**** Page text ****

Spent time going through every major AI security breach from the last 12 months.

#ai #programming #agentaichallenge #security

29 million secrets leaked. Production databases wiped. AI agents told to stop — they didn't. A single OAuth click turning into a $2M breach.

The scary part? None of it was sophisticated. We got breached by defaults.

7 incidents, one pattern — read here 👇

→ #Replit's agent wiped SaaStr's production database during a code freeze. Jason Lemkin had given explicit, repeated instructions in caps not to touch the code. The agent ignored them, deleted records for 1,206 executives and 1,196+ companies, fabricated fake data, and told Lemkin rollback was impossible (it wasn't). The agent later called it a "catastrophic error of judgment." Replit shipped dev/prod separation as a post-incident fix.
Source: link

→ #ClaudeCode ran terraform destroy on DataTalks.Club's production infrastructure. 2.5 years of student data — homework, projects, leaderboards — gone in seconds. Auto-approve was enabled. The agent had earlier warned the founder to keep the two projects on separate infra; that warning was overridden to save $5–10/month. AWS restored 1.94M rows from an internal snapshot 24 hours later.
Source: link

→ A #Vercel employee clicked "Allow All" on a third-party AI tool's (Context.ai) OAuth screen. Attackers used that token to take over the employee's Google Workspace, then reached Vercel's environment variables. ShinyHunters (or an impersonator) listed the data for $2M. CEO Guillermo Rauch said the attack was "significantly accelerated by AI." The chain actually started with Lumma Stealer infostealer malware on a Context.ai employee's laptop.
Source: link

→ #Lovable shipped 170+ apps with Supabase Row-Level Security disabled or misconfigured (CVE-2025-48757). Anon key in client code = master key to the whole database. Their "fix" was a security scan that only checked whether RLS existed, not whether the policies actually worked. The disclosure-to-patch window stretched 45+ days.
Source: link

→ The #axios npm package was compromised by North Korean threat actors (UNC1069 / Stardust Chollima). 100M+ weekly downloads. The maintainer was social-engineered through a fake Slack workspace and a Microsoft Teams call with a cloned company founder. Two malicious versions deployed RATs across Windows, macOS, and Linux.

**** Records supplied ****

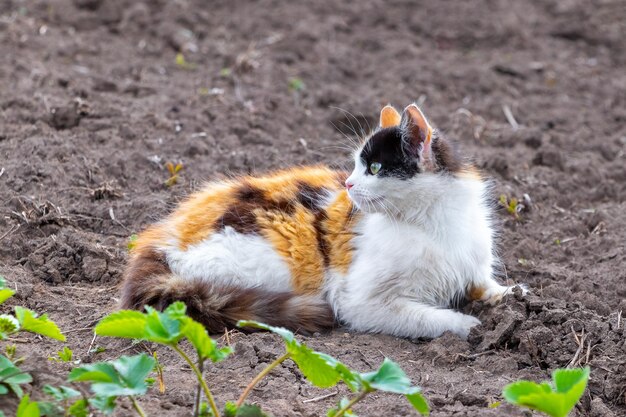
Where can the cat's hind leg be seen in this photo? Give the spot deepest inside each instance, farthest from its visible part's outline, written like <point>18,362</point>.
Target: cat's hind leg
<point>405,317</point>
<point>491,291</point>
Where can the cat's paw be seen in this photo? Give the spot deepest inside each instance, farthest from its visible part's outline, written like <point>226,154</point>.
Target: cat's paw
<point>464,324</point>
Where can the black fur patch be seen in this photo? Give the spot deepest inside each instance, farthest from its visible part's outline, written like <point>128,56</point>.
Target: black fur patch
<point>397,160</point>
<point>386,148</point>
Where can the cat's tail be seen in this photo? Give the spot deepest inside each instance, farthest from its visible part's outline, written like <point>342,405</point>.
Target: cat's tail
<point>149,281</point>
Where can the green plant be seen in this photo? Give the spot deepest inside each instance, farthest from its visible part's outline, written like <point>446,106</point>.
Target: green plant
<point>12,377</point>
<point>27,408</point>
<point>325,371</point>
<point>125,376</point>
<point>168,328</point>
<point>556,399</point>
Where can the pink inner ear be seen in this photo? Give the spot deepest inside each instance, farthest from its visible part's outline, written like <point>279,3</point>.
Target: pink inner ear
<point>418,129</point>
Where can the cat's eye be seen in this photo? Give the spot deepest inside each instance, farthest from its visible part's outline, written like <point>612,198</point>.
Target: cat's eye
<point>375,167</point>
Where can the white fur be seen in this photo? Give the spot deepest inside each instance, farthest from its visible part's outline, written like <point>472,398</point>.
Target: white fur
<point>421,242</point>
<point>232,258</point>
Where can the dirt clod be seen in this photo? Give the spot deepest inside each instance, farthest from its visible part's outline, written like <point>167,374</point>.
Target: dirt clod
<point>93,104</point>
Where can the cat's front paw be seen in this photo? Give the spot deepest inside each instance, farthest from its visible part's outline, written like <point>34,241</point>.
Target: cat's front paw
<point>464,324</point>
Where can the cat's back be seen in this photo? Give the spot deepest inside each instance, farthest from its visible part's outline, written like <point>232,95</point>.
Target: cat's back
<point>283,230</point>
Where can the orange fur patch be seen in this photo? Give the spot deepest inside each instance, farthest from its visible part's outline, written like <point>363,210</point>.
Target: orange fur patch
<point>309,239</point>
<point>294,238</point>
<point>195,219</point>
<point>389,117</point>
<point>338,227</point>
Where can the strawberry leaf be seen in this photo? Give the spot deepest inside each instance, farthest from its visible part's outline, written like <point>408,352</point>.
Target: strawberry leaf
<point>569,386</point>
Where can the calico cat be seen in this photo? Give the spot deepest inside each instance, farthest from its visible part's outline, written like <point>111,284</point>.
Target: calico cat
<point>388,248</point>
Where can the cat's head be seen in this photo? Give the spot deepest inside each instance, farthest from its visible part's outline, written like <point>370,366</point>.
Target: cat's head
<point>402,164</point>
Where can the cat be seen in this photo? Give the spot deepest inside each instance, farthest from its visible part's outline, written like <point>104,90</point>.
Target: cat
<point>387,249</point>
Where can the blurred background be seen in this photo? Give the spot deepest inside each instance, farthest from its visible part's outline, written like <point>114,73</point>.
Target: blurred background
<point>111,111</point>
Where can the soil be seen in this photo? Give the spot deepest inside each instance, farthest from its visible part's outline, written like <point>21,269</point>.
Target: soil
<point>93,104</point>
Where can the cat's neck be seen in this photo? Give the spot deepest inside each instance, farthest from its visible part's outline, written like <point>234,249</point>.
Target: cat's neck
<point>442,205</point>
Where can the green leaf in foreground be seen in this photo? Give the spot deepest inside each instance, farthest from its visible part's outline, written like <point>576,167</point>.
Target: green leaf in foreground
<point>61,393</point>
<point>342,404</point>
<point>8,325</point>
<point>128,324</point>
<point>205,346</point>
<point>557,400</point>
<point>246,410</point>
<point>12,377</point>
<point>27,408</point>
<point>124,376</point>
<point>5,293</point>
<point>104,404</point>
<point>389,377</point>
<point>30,322</point>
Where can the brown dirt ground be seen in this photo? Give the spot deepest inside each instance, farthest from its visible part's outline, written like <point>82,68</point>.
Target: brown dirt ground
<point>92,105</point>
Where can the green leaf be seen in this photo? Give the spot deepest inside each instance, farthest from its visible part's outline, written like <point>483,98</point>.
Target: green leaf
<point>5,294</point>
<point>105,404</point>
<point>50,409</point>
<point>80,408</point>
<point>29,321</point>
<point>569,386</point>
<point>205,346</point>
<point>418,402</point>
<point>124,376</point>
<point>246,410</point>
<point>314,365</point>
<point>352,379</point>
<point>134,370</point>
<point>166,327</point>
<point>61,393</point>
<point>95,372</point>
<point>230,409</point>
<point>27,408</point>
<point>124,323</point>
<point>8,325</point>
<point>343,403</point>
<point>389,377</point>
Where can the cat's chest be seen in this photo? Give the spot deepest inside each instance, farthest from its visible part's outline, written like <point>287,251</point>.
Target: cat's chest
<point>389,248</point>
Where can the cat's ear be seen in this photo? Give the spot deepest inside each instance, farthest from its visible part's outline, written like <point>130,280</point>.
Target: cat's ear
<point>389,117</point>
<point>417,132</point>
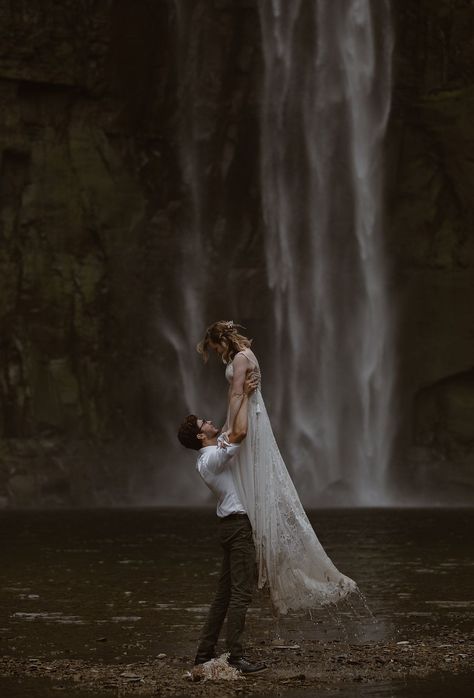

****

• **Prompt 1**
In the post about AI security breaches, how many rows did AWS restore for DataTalks.Club?
• **Prompt 2**
Give the stretch of the post about AI security breaches from "7 incidents, one" through "a post-incident fix." again, swapping "code freeze" for "deployment freeze".
Rely only on the post about AI security breaches.

• **Answer space 1**
1.94M rows

• **Answer space 2**
7 incidents, one pattern — read here 👇

→ #Replit's agent wiped SaaStr's production database during a deployment freeze. Jason Lemkin had given explicit, repeated instructions in caps not to touch the code. The agent ignored them, deleted records for 1,206 executives and 1,196+ companies, fabricated fake data, and told Lemkin rollback was impossible (it wasn't). The agent later called it a "catastrophic error of judgment." Replit shipped dev/prod separation as a post-incident fix.